- [Work to do]
Repeat, without any change, the entries presented below.

-- Start Data records --

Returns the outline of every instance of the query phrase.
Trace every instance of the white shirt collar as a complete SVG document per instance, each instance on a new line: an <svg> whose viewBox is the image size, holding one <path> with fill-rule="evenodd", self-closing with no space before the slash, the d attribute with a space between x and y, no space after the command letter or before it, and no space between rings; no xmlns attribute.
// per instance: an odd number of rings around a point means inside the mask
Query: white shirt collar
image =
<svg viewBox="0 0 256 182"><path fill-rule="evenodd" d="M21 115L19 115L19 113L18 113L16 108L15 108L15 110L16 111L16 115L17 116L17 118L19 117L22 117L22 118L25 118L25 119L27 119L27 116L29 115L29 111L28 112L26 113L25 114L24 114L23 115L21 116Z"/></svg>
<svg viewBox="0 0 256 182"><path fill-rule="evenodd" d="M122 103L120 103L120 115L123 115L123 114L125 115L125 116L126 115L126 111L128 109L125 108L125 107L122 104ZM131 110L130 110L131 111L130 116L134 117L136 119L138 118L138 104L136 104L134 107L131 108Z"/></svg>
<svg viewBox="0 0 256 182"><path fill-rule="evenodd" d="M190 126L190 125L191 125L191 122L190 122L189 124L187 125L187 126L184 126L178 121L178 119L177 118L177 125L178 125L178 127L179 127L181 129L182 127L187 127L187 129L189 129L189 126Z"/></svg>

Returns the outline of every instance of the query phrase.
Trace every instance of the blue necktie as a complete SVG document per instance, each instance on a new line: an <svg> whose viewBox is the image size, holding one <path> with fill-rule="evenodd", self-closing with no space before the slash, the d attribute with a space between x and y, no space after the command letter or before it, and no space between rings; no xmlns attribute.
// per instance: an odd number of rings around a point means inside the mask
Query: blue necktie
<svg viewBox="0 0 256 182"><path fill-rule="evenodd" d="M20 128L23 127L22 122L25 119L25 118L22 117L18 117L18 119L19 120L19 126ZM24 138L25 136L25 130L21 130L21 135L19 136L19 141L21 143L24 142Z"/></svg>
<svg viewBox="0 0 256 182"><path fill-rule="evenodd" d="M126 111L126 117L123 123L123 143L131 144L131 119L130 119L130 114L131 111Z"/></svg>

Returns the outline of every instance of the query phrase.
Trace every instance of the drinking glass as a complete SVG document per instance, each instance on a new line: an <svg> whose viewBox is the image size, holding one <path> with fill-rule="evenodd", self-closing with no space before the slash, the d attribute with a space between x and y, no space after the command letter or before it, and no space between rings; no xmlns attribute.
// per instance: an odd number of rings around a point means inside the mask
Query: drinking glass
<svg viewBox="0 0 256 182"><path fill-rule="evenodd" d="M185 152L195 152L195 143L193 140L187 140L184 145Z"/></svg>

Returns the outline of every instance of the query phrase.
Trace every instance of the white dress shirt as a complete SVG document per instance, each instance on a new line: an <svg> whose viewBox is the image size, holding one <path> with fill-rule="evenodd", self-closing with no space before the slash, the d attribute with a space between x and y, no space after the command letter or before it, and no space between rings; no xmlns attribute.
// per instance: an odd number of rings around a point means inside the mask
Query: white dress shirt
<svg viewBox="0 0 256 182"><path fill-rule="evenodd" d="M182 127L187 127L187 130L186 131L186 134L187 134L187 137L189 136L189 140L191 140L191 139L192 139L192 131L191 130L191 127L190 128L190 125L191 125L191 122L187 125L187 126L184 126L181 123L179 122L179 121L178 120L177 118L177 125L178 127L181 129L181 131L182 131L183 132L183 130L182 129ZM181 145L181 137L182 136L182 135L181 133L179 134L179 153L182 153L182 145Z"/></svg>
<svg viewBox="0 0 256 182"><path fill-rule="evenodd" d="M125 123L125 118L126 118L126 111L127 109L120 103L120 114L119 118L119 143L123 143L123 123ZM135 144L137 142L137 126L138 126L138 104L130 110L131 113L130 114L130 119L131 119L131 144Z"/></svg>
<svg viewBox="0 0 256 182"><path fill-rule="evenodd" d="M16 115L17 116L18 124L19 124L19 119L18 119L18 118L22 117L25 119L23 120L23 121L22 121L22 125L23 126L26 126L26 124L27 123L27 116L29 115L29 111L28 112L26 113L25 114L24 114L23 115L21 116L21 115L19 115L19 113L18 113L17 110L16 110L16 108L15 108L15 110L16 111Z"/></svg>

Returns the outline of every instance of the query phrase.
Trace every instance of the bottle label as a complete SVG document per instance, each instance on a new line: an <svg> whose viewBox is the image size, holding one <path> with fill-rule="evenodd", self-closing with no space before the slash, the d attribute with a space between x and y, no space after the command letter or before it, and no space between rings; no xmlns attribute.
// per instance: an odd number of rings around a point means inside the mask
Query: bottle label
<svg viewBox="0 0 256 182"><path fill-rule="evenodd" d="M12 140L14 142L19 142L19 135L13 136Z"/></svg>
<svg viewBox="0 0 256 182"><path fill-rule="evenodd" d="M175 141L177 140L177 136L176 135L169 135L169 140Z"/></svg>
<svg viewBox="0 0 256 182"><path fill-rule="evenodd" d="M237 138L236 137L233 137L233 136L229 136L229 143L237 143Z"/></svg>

-- End Data records --

- [Task result]
Returns the outline of every instance of the query phrase.
Trace every instance of the white shirt collar as a complete SVG document per instance, each instance on a new line: an <svg> whose viewBox is the image size, holding one <path> with fill-rule="evenodd", self-closing with no space before the slash, the d attribute with a space between x and y, no space after the command letter or before it, and no space between rings; no xmlns attribute.
// per instance: an odd number of rings around a point means inside the mask
Query: white shirt collar
image =
<svg viewBox="0 0 256 182"><path fill-rule="evenodd" d="M21 115L19 115L19 113L18 113L16 108L15 108L15 110L16 111L16 115L17 116L17 118L19 117L22 117L22 118L25 118L25 119L27 119L27 116L29 115L29 111L28 112L26 113L25 114L24 114L23 115L21 116Z"/></svg>
<svg viewBox="0 0 256 182"><path fill-rule="evenodd" d="M122 103L120 103L120 115L123 115L123 114L125 115L125 116L126 115L126 111L128 109L125 108L125 107L122 104ZM131 110L130 110L131 111L130 116L134 117L136 119L138 118L138 104L136 104L134 107L131 108Z"/></svg>
<svg viewBox="0 0 256 182"><path fill-rule="evenodd" d="M190 126L190 125L191 125L191 122L190 122L189 124L187 125L187 126L184 126L178 121L178 119L177 118L177 125L178 125L178 127L179 127L181 129L182 127L187 127L187 129L189 129L189 126Z"/></svg>

Returns the outline of every instance of the query phrase.
Trace every instance of the blue necktie as a complete SVG document per instance, each instance on a new line: an <svg> whose viewBox is the image size, holding one <path> with fill-rule="evenodd", self-closing with no space before the slash, the d attribute with a space between x and y, no space after the command letter or before it, and no space between rings; no xmlns attribute.
// per instance: an odd number of rings around a point means inside the mask
Query: blue necktie
<svg viewBox="0 0 256 182"><path fill-rule="evenodd" d="M20 128L23 127L22 122L25 119L25 118L22 117L18 117L18 119L19 120L19 126ZM24 138L25 136L25 130L21 130L21 135L19 136L19 141L21 143L24 142Z"/></svg>
<svg viewBox="0 0 256 182"><path fill-rule="evenodd" d="M126 111L126 117L123 123L123 143L131 144L131 119L130 119L130 114L131 111Z"/></svg>

Returns the outline of every instance of the query phrase.
Trace every instance of the drinking glass as a complete SVG document per instance, each instance on a new line: an <svg> whose viewBox is the image size, holding one <path> with fill-rule="evenodd", self-closing with no space before the slash, the d attribute with a space between x and y, no space after the command letter or before it, and no space between rings; no xmlns attribute.
// per instance: an odd number of rings around a point means inside the mask
Query: drinking glass
<svg viewBox="0 0 256 182"><path fill-rule="evenodd" d="M185 152L195 152L195 143L193 140L187 140L184 145Z"/></svg>

Returns the outline of every instance of the query phrase.
Trace every instance of the white dress shirt as a complete SVG document per instance, each instance on a new line: an <svg> whose viewBox is the image size, holding one <path> with fill-rule="evenodd", self-closing with no space before the slash, the d attribute with a space between x and y, no space after the command letter or before it, and no space between rings; no xmlns attribute.
// per instance: an odd number of rings around a point means inside the mask
Query: white dress shirt
<svg viewBox="0 0 256 182"><path fill-rule="evenodd" d="M182 127L187 127L187 130L186 131L186 134L187 134L187 137L189 136L189 140L191 140L191 139L192 139L192 131L191 130L191 127L190 128L190 125L191 125L191 122L187 125L187 126L184 126L181 123L179 122L179 121L178 120L177 118L177 125L178 127L181 129L181 131L182 131L183 132L183 130L182 129ZM181 145L181 137L182 136L182 135L181 133L179 134L179 153L182 153L182 145Z"/></svg>
<svg viewBox="0 0 256 182"><path fill-rule="evenodd" d="M125 123L125 118L126 118L126 111L127 109L120 103L120 114L119 118L119 143L123 143L123 123ZM135 144L137 142L137 126L138 126L138 104L130 110L131 113L130 114L130 119L131 119L131 144Z"/></svg>
<svg viewBox="0 0 256 182"><path fill-rule="evenodd" d="M16 115L17 116L18 124L19 124L19 119L18 119L18 118L22 117L25 119L23 120L23 121L22 121L22 125L23 126L26 126L26 124L27 123L27 116L29 115L29 111L28 112L26 113L25 114L24 114L23 115L21 116L21 115L19 115L19 113L18 113L17 110L16 110L16 108L15 108L15 110L16 111Z"/></svg>

Returns the outline of every instance of the query phrase.
Trace every instance of the bottle label as a complete SVG document per instance, each instance on a new line: an <svg> whose viewBox is the image size, holding one <path> with fill-rule="evenodd", self-closing with no space before the slash, the d attribute with a space between x and y, no space after the command letter or before it, and no space between rings; no xmlns attribute.
// per instance: an odd number of rings around a point means inside the mask
Query: bottle label
<svg viewBox="0 0 256 182"><path fill-rule="evenodd" d="M12 140L14 142L19 142L19 135L13 136Z"/></svg>
<svg viewBox="0 0 256 182"><path fill-rule="evenodd" d="M175 141L177 140L177 136L176 135L169 135L169 140Z"/></svg>
<svg viewBox="0 0 256 182"><path fill-rule="evenodd" d="M237 138L236 137L233 137L233 136L229 136L229 143L237 143Z"/></svg>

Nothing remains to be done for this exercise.